§ **Record list**
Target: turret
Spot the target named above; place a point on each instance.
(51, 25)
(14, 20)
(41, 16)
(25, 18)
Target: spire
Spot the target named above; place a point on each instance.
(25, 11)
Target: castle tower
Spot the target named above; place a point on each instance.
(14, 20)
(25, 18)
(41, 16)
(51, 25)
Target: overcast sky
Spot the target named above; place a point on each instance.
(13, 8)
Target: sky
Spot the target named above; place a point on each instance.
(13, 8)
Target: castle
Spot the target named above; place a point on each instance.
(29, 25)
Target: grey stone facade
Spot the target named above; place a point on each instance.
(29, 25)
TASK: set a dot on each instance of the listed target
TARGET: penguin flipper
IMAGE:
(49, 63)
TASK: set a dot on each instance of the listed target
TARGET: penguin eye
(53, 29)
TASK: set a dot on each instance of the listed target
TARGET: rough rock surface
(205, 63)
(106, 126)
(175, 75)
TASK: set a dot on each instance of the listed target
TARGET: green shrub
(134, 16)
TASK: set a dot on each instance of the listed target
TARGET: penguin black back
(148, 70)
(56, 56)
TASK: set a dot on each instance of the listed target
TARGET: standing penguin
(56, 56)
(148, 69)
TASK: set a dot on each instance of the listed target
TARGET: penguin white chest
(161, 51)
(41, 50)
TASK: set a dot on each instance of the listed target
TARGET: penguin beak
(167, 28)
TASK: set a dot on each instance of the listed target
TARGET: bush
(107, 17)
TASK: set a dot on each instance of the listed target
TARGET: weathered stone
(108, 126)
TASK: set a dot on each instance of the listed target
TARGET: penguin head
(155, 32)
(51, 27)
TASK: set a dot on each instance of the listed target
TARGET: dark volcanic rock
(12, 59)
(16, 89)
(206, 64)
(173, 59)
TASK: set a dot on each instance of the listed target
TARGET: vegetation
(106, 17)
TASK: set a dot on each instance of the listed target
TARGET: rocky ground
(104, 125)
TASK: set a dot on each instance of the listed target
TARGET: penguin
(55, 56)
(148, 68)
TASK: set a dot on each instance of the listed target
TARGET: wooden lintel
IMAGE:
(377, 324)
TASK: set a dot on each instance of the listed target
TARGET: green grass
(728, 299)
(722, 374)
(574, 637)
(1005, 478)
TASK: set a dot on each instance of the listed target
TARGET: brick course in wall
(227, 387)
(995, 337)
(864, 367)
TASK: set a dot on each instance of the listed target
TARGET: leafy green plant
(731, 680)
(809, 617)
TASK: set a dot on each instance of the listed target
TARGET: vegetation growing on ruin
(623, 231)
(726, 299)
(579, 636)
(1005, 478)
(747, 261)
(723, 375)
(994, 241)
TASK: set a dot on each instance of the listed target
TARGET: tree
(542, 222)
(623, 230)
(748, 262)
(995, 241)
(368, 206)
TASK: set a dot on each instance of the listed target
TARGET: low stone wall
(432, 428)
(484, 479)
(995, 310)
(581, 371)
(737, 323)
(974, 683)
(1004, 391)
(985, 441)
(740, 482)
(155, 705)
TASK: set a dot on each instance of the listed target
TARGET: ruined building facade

§ **Exercise brief**
Show each line in the entries above that contains the word "vegetation". Case counts.

§ **Answer below**
TARGET: vegetation
TARGET: vegetation growing on ruin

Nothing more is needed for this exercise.